■ **What is expected**: Quote the lines below word for word, beginning with the line that contains "of the parked" and continuing through the final line.

Lines from a data collection:

▼

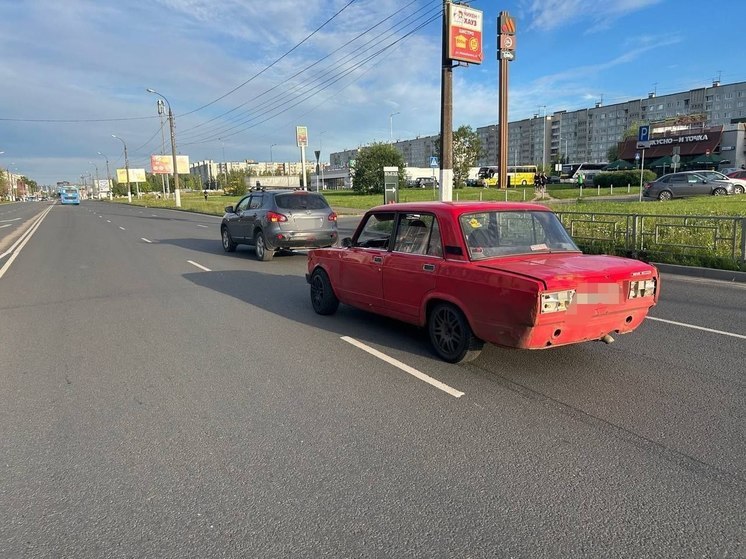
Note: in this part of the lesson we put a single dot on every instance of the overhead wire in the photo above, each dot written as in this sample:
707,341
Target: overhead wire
322,81
306,68
273,63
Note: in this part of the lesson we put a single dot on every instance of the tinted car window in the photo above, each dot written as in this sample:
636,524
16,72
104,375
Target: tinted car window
256,201
413,233
243,204
491,234
301,202
377,231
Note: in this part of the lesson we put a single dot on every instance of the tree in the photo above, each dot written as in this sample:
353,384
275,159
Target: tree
467,150
367,173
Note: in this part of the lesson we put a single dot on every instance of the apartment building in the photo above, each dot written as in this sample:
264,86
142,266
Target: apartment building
585,135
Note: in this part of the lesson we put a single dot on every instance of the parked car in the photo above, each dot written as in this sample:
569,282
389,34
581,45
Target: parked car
739,184
474,272
272,220
687,183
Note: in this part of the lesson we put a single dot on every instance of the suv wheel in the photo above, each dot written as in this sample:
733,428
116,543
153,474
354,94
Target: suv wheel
260,244
228,244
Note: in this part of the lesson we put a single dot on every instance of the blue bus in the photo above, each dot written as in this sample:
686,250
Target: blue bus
69,195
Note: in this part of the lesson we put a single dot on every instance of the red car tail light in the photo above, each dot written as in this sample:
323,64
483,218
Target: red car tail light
274,217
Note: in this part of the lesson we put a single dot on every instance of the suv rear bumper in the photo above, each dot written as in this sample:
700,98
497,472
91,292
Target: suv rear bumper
300,239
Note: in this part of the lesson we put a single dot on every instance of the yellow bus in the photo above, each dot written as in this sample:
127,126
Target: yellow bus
517,175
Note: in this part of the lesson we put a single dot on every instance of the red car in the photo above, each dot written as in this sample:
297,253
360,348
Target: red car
474,272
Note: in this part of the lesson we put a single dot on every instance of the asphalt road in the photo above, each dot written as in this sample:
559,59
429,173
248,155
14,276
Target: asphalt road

▲

■ **Answer to this exercise**:
Note: in this part of the lesson we put a single dot on every instance of the parked car in the photo above, each dot written as in this sample:
569,282
389,34
581,45
Target: parked car
739,184
474,272
272,220
687,183
Note: in this part of the lesson we put a single dot on every instance of the suv wheel in the photo above, each dot written as in this sample:
733,428
116,543
153,474
354,94
Target: suv wheel
260,244
228,244
Note: in this part of the lesson we put a single dot on every instance of the blue bus in the photo above, each dot written as in this sample:
686,250
Target: blue bus
69,195
Note: in this part of the lesson we put a single dot on every instance of the red car tail light in the photo above, each dot written as in this sample:
323,64
483,218
Target: red car tail light
274,217
Note: in this part of the lesson we put a single dot on every instance of the suv rear bumper in the photo above, each dot written as in this sample:
700,98
497,472
91,292
Target: suv rear bumper
300,239
Note: in this part of the lesson we put a single dot on every instance of the yellow bus in the photo above, each dot written as in this sample:
127,126
Target: yellow bus
517,175
Note: in this part of the lesson we put a single dot on every instance of the red car in the photo above, each dot written as in this sample:
297,253
360,348
Target: red car
474,272
Note: in this part of the lesson we put a single dot on every instance of the asphalt road in the photo above, each dot written as in this sample:
559,59
429,173
248,155
14,276
Target: asphalt road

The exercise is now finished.